**Exercise description:**
Your task is to work out how many lines in the data include the word "then". Reply with the number alone.

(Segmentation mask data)
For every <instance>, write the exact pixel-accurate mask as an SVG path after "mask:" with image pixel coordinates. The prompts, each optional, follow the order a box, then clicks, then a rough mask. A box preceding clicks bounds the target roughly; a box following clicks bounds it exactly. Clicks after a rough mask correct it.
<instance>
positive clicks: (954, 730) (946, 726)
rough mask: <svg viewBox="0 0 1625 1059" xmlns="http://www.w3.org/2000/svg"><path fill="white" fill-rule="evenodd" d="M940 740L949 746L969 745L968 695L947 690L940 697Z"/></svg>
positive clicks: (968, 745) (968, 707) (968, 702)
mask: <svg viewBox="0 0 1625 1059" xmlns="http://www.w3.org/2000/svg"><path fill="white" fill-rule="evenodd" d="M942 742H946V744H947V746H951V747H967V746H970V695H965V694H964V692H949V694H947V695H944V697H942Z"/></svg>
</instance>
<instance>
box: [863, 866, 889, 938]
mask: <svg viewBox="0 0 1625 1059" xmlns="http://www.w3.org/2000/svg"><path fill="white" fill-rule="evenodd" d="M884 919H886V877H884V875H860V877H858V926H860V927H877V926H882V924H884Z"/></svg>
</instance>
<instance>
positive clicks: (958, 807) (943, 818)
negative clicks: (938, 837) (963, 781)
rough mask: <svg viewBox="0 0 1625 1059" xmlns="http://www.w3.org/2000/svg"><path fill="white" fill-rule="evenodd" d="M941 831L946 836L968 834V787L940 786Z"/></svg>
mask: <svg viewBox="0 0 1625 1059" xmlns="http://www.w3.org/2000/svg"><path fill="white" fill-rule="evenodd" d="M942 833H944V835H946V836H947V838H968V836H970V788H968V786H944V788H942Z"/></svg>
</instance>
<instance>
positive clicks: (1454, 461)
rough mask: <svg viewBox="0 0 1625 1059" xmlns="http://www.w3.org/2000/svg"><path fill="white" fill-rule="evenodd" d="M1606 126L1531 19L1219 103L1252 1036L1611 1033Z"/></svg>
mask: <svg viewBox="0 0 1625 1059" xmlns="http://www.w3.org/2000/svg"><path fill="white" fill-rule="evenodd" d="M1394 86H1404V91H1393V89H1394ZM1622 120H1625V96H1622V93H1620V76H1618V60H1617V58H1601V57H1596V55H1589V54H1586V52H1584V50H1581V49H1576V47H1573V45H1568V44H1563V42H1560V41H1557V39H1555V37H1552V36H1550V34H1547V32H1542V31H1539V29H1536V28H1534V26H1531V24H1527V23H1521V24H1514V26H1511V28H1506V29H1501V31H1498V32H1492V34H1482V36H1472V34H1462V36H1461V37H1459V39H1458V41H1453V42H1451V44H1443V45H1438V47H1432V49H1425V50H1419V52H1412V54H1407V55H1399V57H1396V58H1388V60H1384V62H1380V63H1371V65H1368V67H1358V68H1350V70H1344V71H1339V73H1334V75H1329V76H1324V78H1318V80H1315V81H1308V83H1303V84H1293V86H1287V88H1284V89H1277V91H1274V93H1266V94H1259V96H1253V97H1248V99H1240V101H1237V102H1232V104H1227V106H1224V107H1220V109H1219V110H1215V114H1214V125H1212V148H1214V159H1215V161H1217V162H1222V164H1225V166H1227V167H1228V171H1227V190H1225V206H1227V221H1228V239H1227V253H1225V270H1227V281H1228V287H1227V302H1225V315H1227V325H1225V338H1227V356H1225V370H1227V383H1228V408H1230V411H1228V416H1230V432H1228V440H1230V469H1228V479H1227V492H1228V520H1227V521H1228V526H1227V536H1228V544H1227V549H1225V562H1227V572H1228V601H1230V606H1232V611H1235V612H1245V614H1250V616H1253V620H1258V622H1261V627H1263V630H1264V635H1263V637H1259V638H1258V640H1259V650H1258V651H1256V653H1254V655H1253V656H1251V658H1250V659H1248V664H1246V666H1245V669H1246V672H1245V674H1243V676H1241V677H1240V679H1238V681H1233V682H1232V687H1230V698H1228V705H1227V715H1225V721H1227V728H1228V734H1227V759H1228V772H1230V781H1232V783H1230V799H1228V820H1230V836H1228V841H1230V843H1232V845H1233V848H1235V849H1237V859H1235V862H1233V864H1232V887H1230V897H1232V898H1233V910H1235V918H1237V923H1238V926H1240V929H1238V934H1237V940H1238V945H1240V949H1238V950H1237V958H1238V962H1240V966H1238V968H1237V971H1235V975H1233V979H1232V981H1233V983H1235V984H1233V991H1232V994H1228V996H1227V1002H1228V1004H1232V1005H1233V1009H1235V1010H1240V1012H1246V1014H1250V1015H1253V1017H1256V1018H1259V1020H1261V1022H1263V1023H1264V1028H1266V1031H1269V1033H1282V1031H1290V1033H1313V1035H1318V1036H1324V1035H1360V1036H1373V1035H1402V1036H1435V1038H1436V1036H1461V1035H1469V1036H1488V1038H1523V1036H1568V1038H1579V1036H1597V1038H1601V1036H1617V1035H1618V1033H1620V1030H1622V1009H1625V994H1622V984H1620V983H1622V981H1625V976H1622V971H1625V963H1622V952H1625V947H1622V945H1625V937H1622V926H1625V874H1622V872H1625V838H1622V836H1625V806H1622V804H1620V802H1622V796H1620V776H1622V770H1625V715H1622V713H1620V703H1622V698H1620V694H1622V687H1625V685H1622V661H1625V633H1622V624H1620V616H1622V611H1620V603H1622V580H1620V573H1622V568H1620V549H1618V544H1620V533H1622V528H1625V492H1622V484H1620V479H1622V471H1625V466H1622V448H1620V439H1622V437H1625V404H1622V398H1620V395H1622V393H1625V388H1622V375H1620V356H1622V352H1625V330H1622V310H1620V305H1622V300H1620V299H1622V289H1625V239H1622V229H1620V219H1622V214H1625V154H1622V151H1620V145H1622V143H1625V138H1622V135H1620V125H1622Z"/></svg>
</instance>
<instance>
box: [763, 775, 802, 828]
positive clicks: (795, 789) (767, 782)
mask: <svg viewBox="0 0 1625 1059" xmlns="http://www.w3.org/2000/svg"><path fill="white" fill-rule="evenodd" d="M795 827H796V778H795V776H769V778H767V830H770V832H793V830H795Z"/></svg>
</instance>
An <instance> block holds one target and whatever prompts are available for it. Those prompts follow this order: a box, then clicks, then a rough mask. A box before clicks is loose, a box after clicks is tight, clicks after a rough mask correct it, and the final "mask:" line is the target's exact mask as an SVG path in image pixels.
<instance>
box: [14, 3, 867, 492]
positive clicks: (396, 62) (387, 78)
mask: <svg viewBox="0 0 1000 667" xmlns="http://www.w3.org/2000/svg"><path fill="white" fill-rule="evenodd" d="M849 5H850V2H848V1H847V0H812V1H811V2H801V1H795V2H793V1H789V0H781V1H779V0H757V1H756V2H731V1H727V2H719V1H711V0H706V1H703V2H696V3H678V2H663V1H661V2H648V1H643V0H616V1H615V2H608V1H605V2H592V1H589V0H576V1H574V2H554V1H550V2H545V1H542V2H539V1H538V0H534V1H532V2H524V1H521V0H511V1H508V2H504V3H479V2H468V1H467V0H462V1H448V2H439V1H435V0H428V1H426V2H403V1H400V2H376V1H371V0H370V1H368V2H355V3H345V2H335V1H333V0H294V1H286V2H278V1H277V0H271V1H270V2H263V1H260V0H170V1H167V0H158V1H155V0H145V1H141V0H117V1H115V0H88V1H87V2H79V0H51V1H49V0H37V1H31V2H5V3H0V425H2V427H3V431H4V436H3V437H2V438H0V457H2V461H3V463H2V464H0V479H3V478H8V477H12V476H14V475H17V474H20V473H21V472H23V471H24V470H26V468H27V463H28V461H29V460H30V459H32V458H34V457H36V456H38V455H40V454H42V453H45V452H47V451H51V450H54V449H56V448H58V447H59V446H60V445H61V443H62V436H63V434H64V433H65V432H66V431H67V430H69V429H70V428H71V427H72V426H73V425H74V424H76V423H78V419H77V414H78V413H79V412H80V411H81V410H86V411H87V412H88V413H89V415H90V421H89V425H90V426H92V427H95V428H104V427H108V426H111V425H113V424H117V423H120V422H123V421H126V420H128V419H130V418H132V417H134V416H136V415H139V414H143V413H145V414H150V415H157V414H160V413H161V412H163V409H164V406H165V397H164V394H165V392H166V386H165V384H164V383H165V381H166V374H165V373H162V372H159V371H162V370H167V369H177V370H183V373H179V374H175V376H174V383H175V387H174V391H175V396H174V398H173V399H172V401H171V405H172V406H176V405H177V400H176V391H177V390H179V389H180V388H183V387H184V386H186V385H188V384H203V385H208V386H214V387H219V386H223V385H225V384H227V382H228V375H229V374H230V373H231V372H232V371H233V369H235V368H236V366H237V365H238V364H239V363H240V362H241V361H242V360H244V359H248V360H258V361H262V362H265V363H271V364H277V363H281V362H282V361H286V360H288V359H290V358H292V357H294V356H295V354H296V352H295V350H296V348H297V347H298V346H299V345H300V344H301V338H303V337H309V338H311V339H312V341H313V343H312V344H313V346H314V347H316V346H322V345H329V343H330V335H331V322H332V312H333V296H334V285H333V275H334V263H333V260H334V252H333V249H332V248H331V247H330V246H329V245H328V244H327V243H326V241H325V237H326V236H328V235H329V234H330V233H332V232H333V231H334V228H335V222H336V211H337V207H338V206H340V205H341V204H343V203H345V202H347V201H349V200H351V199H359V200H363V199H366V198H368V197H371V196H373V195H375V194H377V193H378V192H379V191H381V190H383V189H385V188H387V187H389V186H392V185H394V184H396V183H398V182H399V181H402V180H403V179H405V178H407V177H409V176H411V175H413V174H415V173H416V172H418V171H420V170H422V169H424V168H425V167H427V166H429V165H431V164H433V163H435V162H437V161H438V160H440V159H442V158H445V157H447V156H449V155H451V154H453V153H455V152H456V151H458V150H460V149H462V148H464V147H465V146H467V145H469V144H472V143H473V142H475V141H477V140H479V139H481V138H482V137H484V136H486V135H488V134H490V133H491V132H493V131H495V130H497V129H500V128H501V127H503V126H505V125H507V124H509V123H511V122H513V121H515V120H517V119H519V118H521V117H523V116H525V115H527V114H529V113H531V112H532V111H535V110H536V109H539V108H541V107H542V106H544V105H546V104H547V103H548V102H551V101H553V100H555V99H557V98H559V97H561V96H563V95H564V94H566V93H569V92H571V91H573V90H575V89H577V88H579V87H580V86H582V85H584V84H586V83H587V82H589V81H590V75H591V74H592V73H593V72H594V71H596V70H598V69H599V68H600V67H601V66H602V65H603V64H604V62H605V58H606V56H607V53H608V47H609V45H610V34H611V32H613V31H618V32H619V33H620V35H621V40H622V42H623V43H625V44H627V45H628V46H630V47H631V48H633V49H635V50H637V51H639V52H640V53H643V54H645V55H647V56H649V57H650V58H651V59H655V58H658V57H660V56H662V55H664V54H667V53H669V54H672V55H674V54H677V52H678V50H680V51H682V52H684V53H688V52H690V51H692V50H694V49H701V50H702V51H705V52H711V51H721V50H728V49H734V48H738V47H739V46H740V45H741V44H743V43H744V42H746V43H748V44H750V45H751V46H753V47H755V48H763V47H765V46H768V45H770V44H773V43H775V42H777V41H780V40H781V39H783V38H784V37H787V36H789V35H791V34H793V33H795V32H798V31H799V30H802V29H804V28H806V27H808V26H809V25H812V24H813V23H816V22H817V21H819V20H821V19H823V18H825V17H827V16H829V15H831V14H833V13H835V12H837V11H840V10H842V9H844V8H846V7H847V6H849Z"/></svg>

**Written response:**
2